> [What is expected]
Your task is to repeat the records exactly from the line containing "of the round" onward, through the final line.

> [Listed records]

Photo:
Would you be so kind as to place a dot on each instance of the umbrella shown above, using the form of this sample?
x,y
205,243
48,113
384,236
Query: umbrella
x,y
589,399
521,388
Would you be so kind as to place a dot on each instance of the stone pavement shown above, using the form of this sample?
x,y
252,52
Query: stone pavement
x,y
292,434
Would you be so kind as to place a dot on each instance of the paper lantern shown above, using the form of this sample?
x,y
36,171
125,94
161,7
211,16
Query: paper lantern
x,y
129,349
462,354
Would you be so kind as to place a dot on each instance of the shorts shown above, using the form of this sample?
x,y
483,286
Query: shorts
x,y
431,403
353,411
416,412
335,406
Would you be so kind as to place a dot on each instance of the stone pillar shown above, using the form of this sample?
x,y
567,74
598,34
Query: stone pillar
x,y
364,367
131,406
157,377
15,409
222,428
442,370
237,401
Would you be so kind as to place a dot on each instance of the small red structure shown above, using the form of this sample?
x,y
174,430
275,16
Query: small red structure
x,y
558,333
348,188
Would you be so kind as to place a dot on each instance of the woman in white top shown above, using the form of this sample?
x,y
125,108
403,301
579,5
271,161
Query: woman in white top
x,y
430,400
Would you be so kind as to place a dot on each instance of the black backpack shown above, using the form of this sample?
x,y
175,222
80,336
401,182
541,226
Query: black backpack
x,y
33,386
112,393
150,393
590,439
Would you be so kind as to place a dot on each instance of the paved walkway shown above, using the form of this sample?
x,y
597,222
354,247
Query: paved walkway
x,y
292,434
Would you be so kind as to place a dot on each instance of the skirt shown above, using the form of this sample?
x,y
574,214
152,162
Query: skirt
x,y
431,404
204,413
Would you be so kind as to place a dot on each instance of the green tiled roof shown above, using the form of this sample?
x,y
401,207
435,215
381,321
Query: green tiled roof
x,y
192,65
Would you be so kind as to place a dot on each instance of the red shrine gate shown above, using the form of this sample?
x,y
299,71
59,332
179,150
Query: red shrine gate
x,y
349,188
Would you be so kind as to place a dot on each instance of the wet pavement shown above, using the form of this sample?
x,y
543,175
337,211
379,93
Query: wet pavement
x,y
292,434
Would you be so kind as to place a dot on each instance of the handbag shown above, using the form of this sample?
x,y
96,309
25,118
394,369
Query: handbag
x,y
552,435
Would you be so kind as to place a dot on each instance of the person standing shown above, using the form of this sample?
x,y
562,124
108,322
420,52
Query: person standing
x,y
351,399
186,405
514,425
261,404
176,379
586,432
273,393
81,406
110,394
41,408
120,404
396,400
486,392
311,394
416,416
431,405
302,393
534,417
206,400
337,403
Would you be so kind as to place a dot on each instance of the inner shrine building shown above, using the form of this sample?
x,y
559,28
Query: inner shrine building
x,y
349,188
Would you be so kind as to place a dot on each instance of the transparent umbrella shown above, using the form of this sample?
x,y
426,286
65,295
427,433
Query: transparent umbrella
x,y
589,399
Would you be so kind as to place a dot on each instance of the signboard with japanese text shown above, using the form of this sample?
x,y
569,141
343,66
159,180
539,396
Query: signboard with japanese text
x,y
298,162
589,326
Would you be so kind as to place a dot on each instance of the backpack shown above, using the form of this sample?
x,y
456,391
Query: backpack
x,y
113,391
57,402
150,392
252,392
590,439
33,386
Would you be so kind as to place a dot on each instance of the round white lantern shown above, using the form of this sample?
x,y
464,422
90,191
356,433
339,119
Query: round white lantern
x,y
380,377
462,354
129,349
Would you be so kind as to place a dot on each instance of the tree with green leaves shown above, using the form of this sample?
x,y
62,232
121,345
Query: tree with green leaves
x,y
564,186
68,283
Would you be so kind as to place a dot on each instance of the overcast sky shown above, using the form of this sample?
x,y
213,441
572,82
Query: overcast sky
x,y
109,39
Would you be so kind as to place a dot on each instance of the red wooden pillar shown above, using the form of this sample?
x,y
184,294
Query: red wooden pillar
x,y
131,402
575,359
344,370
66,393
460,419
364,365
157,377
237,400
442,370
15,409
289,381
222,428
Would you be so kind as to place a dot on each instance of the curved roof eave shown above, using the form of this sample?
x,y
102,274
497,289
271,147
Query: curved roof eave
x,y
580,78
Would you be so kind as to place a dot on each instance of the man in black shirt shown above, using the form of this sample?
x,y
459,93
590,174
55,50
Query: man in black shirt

> [Output of the task]
Would you be so kind as to place a dot on each instance of the round white lantern shown above, using the form of this sample?
x,y
464,422
90,191
356,433
339,119
Query: round white lantern
x,y
380,377
462,354
129,349
Would you be so kind as to place a dot on each instance of the tree with green leaves shown above, using the form of this sample?
x,y
62,232
121,345
Query: tree with green leaves
x,y
564,186
68,283
Would you be so kind as to place a dot on each instance of the overcast sky shown above, using the form of this sample?
x,y
213,441
572,82
Query: overcast sky
x,y
109,39
Would you be so kind as to place a dot on each instance of the red wooden pillar shown above, using the form of this sample?
x,y
184,294
Query: red wooden pillar
x,y
131,402
575,359
344,370
66,393
460,419
364,365
157,377
237,400
442,370
15,409
289,381
222,428
Would you be so kind as to place a dot on each instance of the curved roof eave shown above, using the form of this sample?
x,y
102,274
497,289
271,147
Query: curved roof eave
x,y
580,78
Would you be so kind as to place a dot on each instance of the man in black shirt shown above, using the form of this sample?
x,y
459,93
590,174
55,50
Query: man in black shirt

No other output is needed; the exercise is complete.